🔴🇹🇷 #HATEK | Hateks Hatay Tekstil İşletmeleri 2025/9 Bilanço Analizi | Defterde Kâr, Gerçekte Zarar 🧿


 


Bilanço Analizi (Mio TL)



Bir Faaliyet Raporunun Perde Arkası: Hateks'in Rakamlarında Saklı 5 Şaşırtıcı Gerçek

Kurumsal faaliyet raporları, genellikle rakamlarla dolu, yoğun ve anlaşılması zor belgeler olarak görülür. Çoğu zaman bu doğrudur. Ancak bazen bu rakamların ve tabloların ardında, bir şirketin stratejisini, karşılaştığı zorlukları ve en önemlisi karakterini ortaya koyan ilgi çekici hikayeler saklıdır. Hateks'in 2025 yılı 9 aylık faaliyet raporu da tam olarak böyle bir hikaye anlatıyor. İlk bakışta karmaşık görünen bu raporun satır aralarını okuduğunuzda, şaşırtıcı gerçeklerle karşılaşıyorsunuz. İşte o rapordan çıkardığımız en şaşırtıcı beş nokta.

• • • • • • •

■ Çalışma talimatları ■
a – Lütfen (i), (ii) ve (iii) ile işaretli ifadelerin Hateks metniyle uyuşup uyuşmadığını evet ya da hayır diye belirtin ve her yanıtın yanına karar veren sözleri metindeki hâliyle tırnak içinde ekleyin. (i) Hateks'in 2025 yılı 9 aylık faaliyet raporu bir hikaye anlatıyor. (ii) Yazar, rapordan çıkarılan yedi şaşırtıcı noktayı sunacağını söylüyor. (iii) Kurumsal faaliyet raporları genellikle kolay anlaşılır belgeler olarak görülür.
b – Hateks metnini son cümlesinden sonra gelecek bir paragrafla ilerletin.
Veriler, Hateks metninden ayrı bir malzemedir.

■ Veri bölümü ■

• • • • • • •

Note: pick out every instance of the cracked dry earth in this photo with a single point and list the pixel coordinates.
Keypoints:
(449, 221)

• • • • • • •

■ Yanıtlar ■
a –
(i) Evet: "Hateks'in 2025 yılı 9 aylık faaliyet raporu da tam olarak böyle bir hikaye anlatıyor."
(ii) Hayır: "İşte o rapordan çıkardığımız en şaşırtıcı beş nokta."
(iii) Hayır: "yoğun ve anlaşılması zor belgeler olarak görülür."

b –
--------------------------------------------------------------------------------

1. Operasyonel Zarara Rağmen Gelen 'Muhasebe Kârı' Paradoksu

Raporun başında yer alan Yönetim Kurulu mesajı, oldukça olumlu bir hava çiziyor. Şirketin, 2025 yılının ilk 9 ayında gerçekleştirdiği ihracatla ülke ekonomisine yaklaşık 14.350.000 USD katkı sağladığı ve geleceğe güvenle baktığı belirtiliyor. Bu mesaj, yatırımcılara ve paydaşlara güçlü bir duruş sergilendiğini gösteriyor.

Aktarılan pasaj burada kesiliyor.